**Verilen Alıştırma 1:** Kayıtlarda "Can you spot the stream" ifadesinin geçtiği satırdan kayıtların sonuna kadar uzanan bölümü, "muddy water" ifadesini "brown water" ile değiştirerek yeniden yazın. Geri kalan her şey olduğu gibi kalsın.

Latin Amerika’nın iki önemli ülkesi olan Arjantin ve Bolivya’da geçen hafta genel seçimler yapıldı. Arjantin’de önceki seçimde sağ popülist dalganın bir uzantısı olan Macri kaybederken, Bolivya’da solcu Başkan Morales yeniden seçildi. Peki bu iki seçim, son dönem bölgede artan sağın yükselişinin sona erdiğinin, solun ise yükselişe geçtiğinin bir göstergesi olabilir mi?

Öncelikle Arjantin’den başlayalım. Geçen hafta bahsettiğimiz üzere, Latin Amerika’da 2019 yılının başından itibaren, neoliberal ekonomi politikalarına karşı halkların direnişleri başlamıştı. Ülkemizde en çok Şili dikkat çekse de, Ekvador, Honduras, Haiti gibi ülkelerde de büyük başkaldırılar gerçekleşti. Bunun yanı sıra Latin Amerika’da son iki yılda oldukça fazla sayıda seçim yaşandı. Arjantin’de ise, sağcı Devlet Başkanı Mauricio Macri 2015’teki seçimlerde, Brezilya’daki Jair Bolsonaro, Ekvador’daki Lenin Moreno, Şili’deki Sebastián Piñera gibi türevlerinden daha erken iktidara geldi. 27 Ekim Pazar günü yapılan seçimlerde ise, yeniden Peronistler iktidara geldi. 

PERONİZM NEDİR?

**Veri Kayıtları:**
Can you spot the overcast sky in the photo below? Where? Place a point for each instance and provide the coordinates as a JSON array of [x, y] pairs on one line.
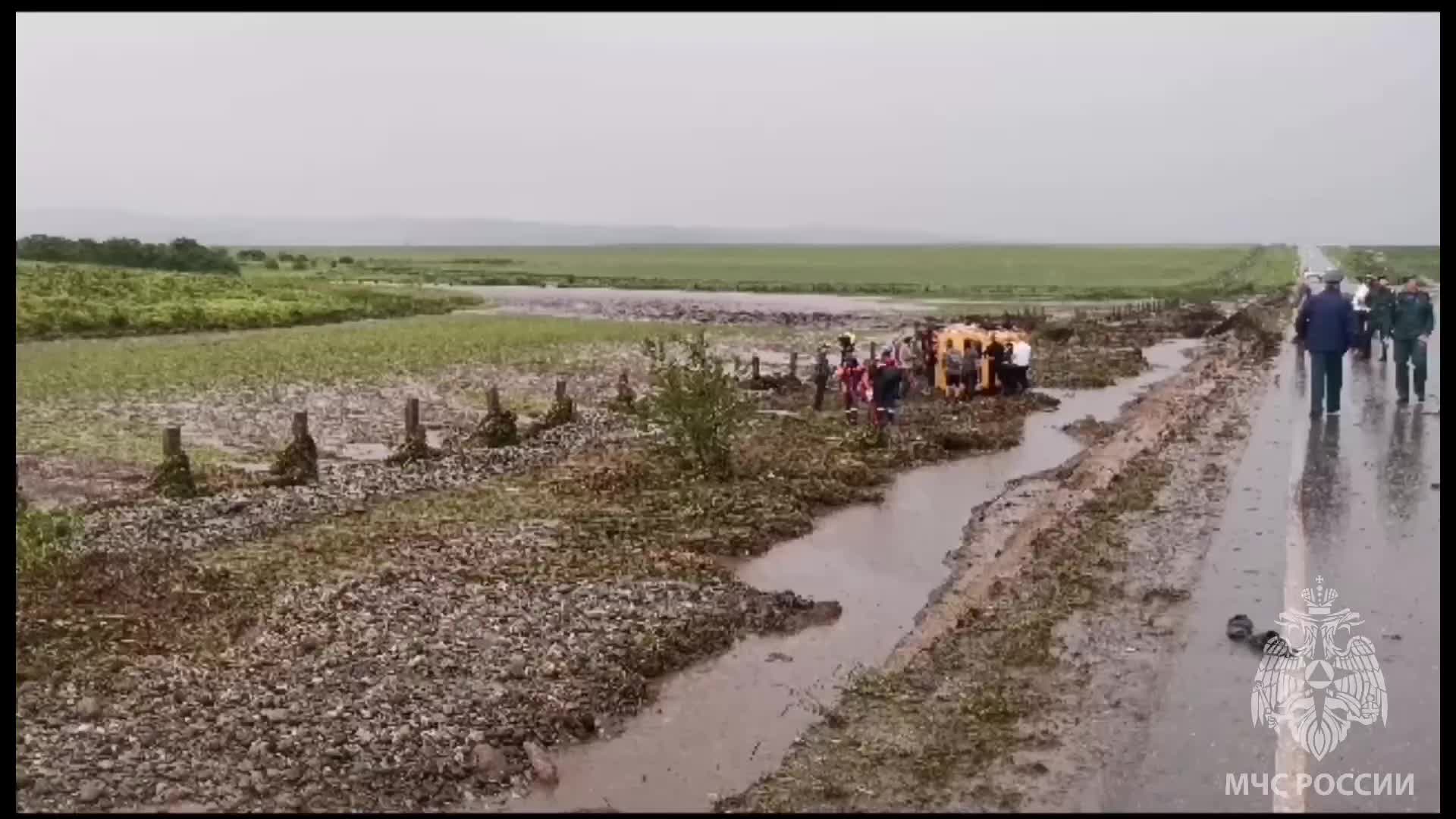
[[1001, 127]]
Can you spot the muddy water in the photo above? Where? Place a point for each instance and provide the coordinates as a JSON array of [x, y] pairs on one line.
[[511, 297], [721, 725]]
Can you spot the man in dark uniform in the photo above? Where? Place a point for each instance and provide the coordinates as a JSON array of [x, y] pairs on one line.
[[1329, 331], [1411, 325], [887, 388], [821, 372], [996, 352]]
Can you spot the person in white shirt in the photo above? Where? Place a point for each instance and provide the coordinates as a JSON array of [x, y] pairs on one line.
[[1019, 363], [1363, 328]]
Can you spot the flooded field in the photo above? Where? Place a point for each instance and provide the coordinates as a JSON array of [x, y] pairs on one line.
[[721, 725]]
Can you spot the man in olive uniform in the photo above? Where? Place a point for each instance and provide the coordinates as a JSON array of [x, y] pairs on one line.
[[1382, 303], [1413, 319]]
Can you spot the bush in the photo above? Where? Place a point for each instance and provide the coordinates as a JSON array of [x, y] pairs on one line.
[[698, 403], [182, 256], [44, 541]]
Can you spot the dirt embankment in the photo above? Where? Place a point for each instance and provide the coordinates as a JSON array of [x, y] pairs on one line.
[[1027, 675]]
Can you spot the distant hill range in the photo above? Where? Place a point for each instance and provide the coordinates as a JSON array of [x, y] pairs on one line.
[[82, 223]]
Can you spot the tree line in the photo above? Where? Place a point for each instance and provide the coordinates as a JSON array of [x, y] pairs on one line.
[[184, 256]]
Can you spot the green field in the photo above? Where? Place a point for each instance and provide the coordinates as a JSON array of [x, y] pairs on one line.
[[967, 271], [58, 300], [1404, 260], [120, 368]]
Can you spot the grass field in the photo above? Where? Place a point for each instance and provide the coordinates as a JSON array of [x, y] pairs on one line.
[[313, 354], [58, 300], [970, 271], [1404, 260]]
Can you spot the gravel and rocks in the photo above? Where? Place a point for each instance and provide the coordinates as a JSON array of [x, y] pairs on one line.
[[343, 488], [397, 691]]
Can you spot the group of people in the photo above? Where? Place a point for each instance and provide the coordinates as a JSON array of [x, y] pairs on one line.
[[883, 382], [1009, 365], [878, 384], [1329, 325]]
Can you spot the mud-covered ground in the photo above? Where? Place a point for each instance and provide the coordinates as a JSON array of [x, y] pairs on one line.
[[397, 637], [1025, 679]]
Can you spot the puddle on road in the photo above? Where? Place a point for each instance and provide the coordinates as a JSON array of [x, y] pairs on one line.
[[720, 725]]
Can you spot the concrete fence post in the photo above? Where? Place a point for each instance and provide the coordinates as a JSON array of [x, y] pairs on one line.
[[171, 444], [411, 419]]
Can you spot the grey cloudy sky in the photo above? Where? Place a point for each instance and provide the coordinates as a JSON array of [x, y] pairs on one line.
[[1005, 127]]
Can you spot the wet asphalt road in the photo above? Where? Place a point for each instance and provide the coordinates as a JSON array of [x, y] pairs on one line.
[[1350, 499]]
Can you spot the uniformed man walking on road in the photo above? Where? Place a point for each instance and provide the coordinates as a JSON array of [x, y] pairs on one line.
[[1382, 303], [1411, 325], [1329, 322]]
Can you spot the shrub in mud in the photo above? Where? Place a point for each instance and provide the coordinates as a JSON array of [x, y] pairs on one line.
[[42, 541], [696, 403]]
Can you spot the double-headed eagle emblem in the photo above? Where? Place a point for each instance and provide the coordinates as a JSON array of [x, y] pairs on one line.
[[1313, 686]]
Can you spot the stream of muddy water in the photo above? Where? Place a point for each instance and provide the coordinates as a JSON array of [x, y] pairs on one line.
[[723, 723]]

**Verilen Alıştırma 2:** Arjantin ve Bolivya seçimlerini ele alan metni baştan sona hiçbir değişiklik yapmadan tekrarlayın.

**Doğru Çıktı 1:**
Can you spot the stream of brown water in the photo above? Where? Place a point for each instance and provide the coordinates as a JSON array of [x, y] pairs on one line.
[[723, 723]]

**Doğru Çıktı 2:**
Latin Amerika’nın iki önemli ülkesi olan Arjantin ve Bolivya’da geçen hafta genel seçimler yapıldı. Arjantin’de önceki seçimde sağ popülist dalganın bir uzantısı olan Macri kaybederken, Bolivya’da solcu Başkan Morales yeniden seçildi. Peki bu iki seçim, son dönem bölgede artan sağın yükselişinin sona erdiğinin, solun ise yükselişe geçtiğinin bir göstergesi olabilir mi?

Öncelikle Arjantin’den başlayalım. Geçen hafta bahsettiğimiz üzere, Latin Amerika’da 2019 yılının başından itibaren, neoliberal ekonomi politikalarına karşı halkların direnişleri başlamıştı. Ülkemizde en çok Şili dikkat çekse de, Ekvador, Honduras, Haiti gibi ülkelerde de büyük başkaldırılar gerçekleşti. Bunun yanı sıra Latin Amerika’da son iki yılda oldukça fazla sayıda seçim yaşandı. Arjantin’de ise, sağcı Devlet Başkanı Mauricio Macri 2015’teki seçimlerde, Brezilya’daki Jair Bolsonaro, Ekvador’daki Lenin Moreno, Şili’deki Sebastián Piñera gibi türevlerinden daha erken iktidara geldi. 27 Ekim Pazar günü yapılan seçimlerde ise, yeniden Peronistler iktidara geldi. 

PERONİZM NEDİR?